**GOAL OF THE EXERCISE:**
Copy the result of filtering the entries below for lines that include the string "cloud".
**** THE INPUT
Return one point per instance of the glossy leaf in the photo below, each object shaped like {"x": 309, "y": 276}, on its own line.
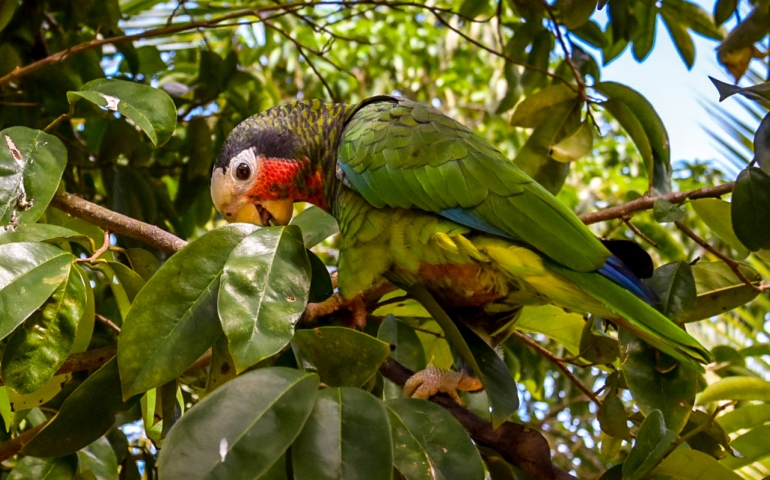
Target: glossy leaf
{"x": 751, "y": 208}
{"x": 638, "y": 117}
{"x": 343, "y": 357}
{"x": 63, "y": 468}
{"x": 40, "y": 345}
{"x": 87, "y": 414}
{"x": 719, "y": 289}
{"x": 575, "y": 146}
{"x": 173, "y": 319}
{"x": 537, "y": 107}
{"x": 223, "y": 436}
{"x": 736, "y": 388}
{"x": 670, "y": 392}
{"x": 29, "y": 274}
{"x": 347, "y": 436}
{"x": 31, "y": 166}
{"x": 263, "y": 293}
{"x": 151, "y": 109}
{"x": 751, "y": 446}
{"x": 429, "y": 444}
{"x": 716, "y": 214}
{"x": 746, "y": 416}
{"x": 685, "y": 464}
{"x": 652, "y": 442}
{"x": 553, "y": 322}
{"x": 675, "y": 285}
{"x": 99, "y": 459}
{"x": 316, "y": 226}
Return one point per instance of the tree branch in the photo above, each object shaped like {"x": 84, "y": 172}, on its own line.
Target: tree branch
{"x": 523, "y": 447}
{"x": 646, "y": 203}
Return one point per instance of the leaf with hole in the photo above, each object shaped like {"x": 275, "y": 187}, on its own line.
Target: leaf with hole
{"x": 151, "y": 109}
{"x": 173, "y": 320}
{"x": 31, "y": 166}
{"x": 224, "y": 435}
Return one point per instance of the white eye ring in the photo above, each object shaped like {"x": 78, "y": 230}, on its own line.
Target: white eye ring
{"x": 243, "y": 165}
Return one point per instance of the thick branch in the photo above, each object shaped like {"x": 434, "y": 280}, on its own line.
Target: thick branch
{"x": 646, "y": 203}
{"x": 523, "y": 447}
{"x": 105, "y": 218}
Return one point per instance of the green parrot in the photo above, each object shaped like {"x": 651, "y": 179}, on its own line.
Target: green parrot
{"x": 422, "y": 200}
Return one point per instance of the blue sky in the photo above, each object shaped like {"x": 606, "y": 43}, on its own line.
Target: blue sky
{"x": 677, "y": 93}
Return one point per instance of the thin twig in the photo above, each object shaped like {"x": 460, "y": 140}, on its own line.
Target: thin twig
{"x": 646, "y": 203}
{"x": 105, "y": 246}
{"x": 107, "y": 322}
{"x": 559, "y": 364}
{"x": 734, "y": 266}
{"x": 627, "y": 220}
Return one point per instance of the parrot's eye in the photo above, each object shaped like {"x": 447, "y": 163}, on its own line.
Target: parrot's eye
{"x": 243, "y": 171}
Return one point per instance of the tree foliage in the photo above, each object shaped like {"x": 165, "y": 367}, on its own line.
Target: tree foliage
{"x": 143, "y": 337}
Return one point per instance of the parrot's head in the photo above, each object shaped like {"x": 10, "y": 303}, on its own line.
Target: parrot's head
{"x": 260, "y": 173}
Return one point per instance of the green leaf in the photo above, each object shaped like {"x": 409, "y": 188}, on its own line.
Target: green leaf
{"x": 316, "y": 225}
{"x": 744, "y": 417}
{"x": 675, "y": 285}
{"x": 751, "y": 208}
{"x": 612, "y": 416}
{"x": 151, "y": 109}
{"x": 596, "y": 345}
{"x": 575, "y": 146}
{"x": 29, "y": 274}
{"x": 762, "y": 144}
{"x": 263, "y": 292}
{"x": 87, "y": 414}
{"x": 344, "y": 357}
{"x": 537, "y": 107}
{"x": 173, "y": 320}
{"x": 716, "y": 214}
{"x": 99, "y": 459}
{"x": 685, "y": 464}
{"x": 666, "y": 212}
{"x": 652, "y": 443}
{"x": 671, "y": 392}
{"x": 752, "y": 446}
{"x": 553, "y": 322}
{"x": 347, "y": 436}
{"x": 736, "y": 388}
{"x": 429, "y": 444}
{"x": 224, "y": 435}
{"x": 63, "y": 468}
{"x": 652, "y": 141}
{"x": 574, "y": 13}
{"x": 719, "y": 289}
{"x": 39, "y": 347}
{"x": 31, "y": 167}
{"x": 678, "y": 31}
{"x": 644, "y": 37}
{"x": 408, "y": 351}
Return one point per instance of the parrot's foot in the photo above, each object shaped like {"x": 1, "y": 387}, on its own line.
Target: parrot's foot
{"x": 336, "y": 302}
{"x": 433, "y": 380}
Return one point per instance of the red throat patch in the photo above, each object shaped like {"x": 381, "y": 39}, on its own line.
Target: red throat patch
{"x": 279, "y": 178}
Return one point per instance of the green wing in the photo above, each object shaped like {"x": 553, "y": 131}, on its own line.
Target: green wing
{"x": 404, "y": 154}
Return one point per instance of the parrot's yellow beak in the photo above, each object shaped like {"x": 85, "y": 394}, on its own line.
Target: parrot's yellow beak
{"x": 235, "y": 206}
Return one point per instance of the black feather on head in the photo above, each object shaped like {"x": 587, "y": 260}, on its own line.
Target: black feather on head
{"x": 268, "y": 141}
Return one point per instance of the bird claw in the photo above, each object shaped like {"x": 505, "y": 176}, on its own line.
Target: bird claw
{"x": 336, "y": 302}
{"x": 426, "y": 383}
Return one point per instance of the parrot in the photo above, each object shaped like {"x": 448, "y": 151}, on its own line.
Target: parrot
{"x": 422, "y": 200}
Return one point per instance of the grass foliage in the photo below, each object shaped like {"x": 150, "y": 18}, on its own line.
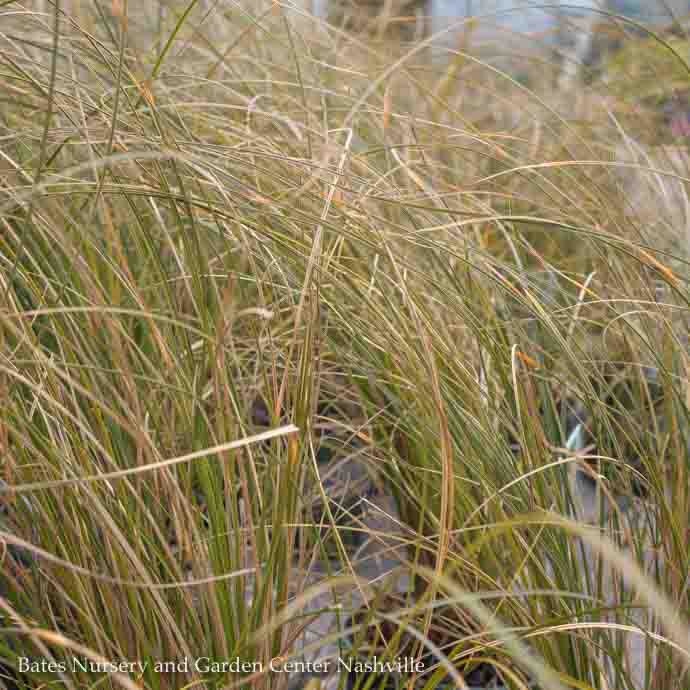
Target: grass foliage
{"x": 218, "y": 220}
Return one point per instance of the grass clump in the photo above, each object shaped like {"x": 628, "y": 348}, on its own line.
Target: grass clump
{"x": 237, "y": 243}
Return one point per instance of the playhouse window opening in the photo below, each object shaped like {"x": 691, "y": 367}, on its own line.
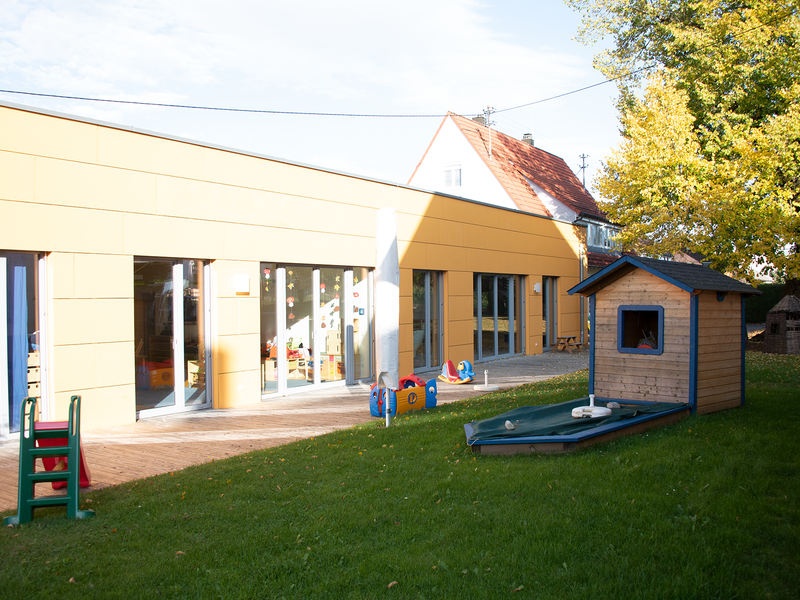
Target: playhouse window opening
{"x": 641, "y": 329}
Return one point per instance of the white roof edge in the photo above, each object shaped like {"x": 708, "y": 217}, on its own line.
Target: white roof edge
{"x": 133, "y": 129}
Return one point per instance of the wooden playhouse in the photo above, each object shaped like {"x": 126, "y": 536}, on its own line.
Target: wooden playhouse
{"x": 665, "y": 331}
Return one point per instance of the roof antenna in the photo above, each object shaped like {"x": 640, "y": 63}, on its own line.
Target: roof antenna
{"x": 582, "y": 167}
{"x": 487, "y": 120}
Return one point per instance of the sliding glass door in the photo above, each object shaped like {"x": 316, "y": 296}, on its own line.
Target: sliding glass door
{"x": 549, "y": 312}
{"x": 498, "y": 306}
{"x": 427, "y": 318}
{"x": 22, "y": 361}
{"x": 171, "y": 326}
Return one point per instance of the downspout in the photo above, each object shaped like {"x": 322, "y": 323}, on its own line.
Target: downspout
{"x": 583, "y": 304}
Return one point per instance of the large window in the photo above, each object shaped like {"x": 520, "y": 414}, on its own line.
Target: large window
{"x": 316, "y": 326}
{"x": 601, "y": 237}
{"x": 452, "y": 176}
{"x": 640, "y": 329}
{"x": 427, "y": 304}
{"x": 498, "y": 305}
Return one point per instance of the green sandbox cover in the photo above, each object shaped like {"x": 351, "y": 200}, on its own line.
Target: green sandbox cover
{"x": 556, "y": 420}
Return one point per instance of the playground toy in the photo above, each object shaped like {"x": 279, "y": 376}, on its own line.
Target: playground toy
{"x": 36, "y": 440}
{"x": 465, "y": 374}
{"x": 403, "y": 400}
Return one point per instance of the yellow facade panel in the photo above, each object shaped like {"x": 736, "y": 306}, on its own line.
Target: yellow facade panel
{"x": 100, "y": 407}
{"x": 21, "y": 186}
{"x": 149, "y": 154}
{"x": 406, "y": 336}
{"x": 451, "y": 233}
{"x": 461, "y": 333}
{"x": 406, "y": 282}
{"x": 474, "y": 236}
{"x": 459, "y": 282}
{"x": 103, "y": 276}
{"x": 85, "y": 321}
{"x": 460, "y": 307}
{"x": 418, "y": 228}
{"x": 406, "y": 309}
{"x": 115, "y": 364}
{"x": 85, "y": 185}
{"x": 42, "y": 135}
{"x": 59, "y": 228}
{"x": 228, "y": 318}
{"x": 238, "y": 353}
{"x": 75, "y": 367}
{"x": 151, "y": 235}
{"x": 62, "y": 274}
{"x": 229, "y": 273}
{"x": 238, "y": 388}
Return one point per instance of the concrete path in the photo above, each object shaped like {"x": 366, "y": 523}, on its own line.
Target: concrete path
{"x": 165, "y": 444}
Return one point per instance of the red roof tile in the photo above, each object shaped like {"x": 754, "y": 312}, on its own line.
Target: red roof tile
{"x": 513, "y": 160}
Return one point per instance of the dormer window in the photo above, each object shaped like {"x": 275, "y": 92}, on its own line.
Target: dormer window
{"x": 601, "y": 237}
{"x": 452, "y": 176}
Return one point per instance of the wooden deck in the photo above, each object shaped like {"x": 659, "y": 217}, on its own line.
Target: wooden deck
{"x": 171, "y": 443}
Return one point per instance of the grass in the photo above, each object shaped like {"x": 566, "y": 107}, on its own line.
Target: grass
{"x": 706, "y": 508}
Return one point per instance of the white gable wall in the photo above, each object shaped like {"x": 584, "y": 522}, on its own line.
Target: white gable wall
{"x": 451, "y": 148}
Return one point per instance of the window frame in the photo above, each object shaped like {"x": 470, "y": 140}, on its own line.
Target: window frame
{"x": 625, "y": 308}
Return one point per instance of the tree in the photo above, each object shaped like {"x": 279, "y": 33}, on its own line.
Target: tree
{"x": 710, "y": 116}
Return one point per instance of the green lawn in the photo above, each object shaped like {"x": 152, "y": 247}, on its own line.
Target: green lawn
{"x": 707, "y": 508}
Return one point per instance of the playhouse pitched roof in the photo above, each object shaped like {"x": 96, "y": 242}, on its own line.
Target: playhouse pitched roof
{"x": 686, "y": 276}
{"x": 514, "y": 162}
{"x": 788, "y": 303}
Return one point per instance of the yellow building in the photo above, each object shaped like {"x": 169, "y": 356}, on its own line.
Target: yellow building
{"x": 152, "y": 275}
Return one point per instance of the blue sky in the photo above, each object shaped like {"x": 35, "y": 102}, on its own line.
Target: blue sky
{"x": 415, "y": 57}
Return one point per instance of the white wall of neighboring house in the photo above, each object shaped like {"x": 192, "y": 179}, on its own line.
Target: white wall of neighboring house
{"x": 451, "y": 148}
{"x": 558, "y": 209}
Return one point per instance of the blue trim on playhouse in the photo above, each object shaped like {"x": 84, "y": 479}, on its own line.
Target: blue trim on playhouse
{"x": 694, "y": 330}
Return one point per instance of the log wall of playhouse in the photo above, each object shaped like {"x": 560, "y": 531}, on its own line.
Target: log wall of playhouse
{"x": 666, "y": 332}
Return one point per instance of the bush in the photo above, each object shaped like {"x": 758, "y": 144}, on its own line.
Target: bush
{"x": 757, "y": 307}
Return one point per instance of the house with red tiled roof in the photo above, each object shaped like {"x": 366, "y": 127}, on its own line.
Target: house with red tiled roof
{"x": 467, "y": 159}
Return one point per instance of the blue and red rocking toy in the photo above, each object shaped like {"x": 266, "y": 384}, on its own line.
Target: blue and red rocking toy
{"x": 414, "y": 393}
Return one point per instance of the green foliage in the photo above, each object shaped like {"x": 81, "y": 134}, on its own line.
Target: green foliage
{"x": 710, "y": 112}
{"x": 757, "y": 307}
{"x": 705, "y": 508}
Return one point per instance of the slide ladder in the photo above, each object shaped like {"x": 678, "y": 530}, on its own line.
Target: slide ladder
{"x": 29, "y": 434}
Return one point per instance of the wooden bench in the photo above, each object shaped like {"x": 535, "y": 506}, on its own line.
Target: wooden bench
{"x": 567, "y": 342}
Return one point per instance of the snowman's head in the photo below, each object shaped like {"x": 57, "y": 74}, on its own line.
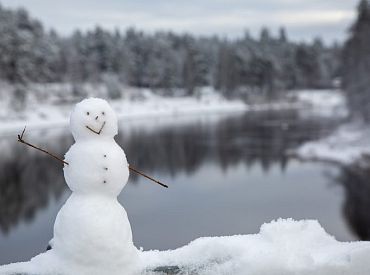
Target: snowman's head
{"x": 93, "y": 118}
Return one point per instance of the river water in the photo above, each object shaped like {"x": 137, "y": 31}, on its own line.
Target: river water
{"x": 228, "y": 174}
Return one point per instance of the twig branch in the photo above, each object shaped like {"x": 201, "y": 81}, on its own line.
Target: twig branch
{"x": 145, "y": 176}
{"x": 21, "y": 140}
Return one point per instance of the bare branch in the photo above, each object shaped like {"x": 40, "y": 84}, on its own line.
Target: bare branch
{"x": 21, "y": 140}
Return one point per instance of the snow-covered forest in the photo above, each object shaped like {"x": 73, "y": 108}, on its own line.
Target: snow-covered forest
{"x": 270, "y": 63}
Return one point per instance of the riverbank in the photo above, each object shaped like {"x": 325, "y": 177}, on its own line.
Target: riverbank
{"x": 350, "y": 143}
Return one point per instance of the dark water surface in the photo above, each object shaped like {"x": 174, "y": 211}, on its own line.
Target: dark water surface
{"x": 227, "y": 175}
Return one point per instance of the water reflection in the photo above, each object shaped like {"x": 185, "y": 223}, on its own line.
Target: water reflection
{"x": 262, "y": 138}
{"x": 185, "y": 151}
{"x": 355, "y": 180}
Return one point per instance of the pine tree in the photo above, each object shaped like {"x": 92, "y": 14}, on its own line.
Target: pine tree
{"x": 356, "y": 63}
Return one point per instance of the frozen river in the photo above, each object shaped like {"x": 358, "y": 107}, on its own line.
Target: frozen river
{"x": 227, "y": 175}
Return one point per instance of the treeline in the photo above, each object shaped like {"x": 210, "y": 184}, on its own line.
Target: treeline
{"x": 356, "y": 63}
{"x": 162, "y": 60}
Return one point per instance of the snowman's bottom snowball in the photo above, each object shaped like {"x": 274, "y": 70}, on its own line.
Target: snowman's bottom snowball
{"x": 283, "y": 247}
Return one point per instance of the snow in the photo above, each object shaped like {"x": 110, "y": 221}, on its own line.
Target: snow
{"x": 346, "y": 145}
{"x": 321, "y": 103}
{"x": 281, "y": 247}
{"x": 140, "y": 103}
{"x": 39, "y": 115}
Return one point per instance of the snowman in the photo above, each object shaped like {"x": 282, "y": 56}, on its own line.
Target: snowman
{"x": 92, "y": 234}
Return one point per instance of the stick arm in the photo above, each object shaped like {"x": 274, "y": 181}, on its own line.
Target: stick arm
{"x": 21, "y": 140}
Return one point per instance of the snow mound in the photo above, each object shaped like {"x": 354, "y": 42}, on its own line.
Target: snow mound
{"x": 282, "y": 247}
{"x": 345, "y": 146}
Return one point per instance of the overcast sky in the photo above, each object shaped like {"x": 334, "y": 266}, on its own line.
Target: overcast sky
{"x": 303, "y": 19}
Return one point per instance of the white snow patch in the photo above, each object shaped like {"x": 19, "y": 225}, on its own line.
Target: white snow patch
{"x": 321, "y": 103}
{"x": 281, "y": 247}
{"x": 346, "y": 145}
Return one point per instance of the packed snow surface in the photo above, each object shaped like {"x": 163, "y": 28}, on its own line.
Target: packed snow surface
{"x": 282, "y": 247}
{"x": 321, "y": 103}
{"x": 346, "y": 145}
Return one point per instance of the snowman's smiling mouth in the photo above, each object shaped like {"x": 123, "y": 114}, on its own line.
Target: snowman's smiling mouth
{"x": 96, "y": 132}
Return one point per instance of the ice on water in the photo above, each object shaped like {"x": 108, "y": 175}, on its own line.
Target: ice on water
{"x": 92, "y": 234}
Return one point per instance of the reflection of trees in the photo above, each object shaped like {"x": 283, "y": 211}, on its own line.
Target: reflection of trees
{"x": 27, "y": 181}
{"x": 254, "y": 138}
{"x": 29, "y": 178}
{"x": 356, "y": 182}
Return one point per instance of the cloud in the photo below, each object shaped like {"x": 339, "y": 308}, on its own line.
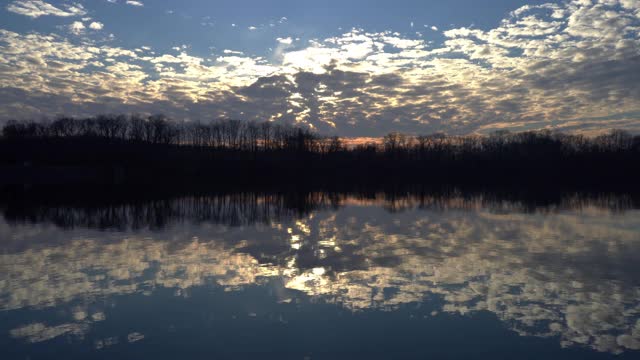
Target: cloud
********
**TASK RESPONSE:**
Return one point per instance of the cloud in the photo below, each object shaped like {"x": 339, "y": 308}, on its own line.
Target: cloud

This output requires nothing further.